## WRITTEN REQUEST A
Quote the passage of the article about The Whole Truth word for word, from "The film is" up to and including "types of shows?".

## TEXT EXTRACT
----
Keanu Reeves Sat In The Back Of A Real Murder Trial To Prepare For ‘The Whole Truth’
by Lea Palmieri
Arriving on VOD today is The Whole Truth, a courtroom drama starring Keanu Reeves as a lawyer who must defend a teen boy (Gabriel Basso) who appears to be the only suspect in the murder of his father (Jim Belushi), while his mother (Renee Zellweger) watches on.
The film is suspenseful, and will cause your neck to tighten as it flashes between scenes in the courtroom, and the family’s home where the murder took place. It will have you second-guessing yourself, and wondering if this scenario is truly what it seems to be. Hint: it’s not! But it’s up to Reeves’ Ramsay, and his associate Janelle, played by Gugu Mbatha-Raw, ever supreme in the screen time she’s given, to get to the bottom of it all. Here’s an exclusive clip of the film, where Janelle reveals to Reeves all the times her BS-detector went off during the trial that day.
We’re very much in the middle of a big true crime phase right now, so this movie will appeal to many of the people who enjoy things like Making a Murderer or The Night Of. Are you also a big fan of those types of shows?
----
## EXERCISE INPUT

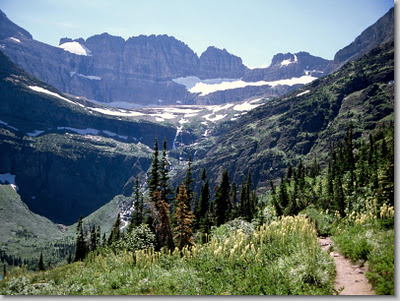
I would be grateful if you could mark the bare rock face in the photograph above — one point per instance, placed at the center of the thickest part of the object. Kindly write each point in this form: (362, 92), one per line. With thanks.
(217, 63)
(141, 70)
(288, 65)
(379, 33)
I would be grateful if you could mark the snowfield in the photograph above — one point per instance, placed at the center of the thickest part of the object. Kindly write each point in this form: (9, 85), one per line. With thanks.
(15, 40)
(45, 91)
(204, 88)
(303, 93)
(10, 179)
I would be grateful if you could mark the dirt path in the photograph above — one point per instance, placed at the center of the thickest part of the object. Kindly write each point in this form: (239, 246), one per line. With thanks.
(349, 276)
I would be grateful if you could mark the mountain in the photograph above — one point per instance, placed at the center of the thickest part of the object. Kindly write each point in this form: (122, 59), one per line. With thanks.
(217, 63)
(301, 124)
(288, 65)
(69, 159)
(144, 70)
(382, 31)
----
## WRITTEN REQUEST B
Convert the records, from the line with "I would be grateful if you could mark the mountain" up to and including the final line of the records, into a two-column CSV with the headers request and answer. Give one row per request, put its text and its answer each in a single quoted field, and replace line breaks with spaces.

## RIGHT ANSWER A
The film is suspenseful, and will cause your neck to tighten as it flashes between scenes in the courtroom, and the family’s home where the murder took place. It will have you second-guessing yourself, and wondering if this scenario is truly what it seems to be. Hint: it’s not! But it’s up to Reeves’ Ramsay, and his associate Janelle, played by Gugu Mbatha-Raw, ever supreme in the screen time she’s given, to get to the bottom of it all. Here’s an exclusive clip of the film, where Janelle reveals to Reeves all the times her BS-detector went off during the trial that day.
We’re very much in the middle of a big true crime phase right now, so this movie will appeal to many of the people who enjoy things like Making a Murderer or The Night Of. Are you also a big fan of those types of shows?

## RIGHT ANSWER B
request,answer
"I would be grateful if you could mark the mountain in the photograph above — one point per instance, placed at the center of the thickest part of the object. Kindly write each point in this form: (122, 59), one per line. With thanks.","(217, 63) (301, 124) (288, 65) (69, 159) (144, 70) (382, 31)"